Data for the task:
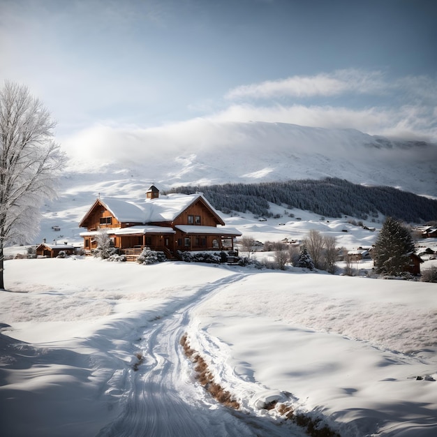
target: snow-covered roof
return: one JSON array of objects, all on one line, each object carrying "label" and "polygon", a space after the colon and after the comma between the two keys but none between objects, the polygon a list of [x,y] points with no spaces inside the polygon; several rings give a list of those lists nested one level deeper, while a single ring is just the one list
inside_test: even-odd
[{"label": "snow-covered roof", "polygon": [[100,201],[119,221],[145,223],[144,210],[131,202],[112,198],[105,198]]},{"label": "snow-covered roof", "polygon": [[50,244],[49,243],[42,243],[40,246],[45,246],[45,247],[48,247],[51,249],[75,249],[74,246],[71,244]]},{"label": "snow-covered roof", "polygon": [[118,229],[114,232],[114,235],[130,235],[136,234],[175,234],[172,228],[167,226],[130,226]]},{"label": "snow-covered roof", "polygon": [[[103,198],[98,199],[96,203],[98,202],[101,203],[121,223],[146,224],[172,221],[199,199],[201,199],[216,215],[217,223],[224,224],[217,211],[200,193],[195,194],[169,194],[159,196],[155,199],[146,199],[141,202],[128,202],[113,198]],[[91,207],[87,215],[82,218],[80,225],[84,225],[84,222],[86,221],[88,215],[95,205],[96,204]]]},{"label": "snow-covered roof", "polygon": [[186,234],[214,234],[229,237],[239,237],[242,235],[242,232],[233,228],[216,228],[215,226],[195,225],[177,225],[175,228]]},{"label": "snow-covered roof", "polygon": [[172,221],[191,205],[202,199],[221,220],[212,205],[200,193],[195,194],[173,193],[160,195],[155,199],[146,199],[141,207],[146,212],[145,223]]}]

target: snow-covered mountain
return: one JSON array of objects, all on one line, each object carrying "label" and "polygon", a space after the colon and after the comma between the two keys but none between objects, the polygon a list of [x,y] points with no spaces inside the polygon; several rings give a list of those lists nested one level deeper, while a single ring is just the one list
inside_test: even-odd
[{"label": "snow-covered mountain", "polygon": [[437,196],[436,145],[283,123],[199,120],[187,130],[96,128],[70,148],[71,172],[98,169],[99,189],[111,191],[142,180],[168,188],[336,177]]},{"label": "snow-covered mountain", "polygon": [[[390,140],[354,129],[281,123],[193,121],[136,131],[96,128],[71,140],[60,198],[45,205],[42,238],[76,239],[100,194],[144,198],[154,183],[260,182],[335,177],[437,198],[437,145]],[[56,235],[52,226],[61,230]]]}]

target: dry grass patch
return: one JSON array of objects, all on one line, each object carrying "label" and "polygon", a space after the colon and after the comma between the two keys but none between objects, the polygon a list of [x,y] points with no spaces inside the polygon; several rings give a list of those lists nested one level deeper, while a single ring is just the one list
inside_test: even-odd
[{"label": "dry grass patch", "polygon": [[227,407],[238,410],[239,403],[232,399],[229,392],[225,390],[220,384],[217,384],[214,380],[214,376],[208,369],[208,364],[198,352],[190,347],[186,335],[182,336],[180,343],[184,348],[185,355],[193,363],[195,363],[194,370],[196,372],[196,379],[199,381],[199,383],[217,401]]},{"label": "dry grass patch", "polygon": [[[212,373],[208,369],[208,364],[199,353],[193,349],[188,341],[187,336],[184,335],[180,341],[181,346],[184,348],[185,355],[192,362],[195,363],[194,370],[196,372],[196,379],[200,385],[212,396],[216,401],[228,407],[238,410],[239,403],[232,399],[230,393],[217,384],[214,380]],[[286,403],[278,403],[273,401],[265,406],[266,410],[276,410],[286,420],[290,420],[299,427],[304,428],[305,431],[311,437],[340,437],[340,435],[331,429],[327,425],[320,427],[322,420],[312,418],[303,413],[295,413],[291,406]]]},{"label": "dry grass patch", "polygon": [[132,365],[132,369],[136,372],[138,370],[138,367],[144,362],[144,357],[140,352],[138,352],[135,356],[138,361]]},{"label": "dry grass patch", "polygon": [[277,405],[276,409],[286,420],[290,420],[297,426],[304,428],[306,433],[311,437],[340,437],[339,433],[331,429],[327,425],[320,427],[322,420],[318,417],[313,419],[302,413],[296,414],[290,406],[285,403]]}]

Written task: Please pull out every line of the entries above that contains the string "target", copying each such line in full.

Output of the exercise:
target: snow-covered roof
target: snow-covered mountain
target: dry grass patch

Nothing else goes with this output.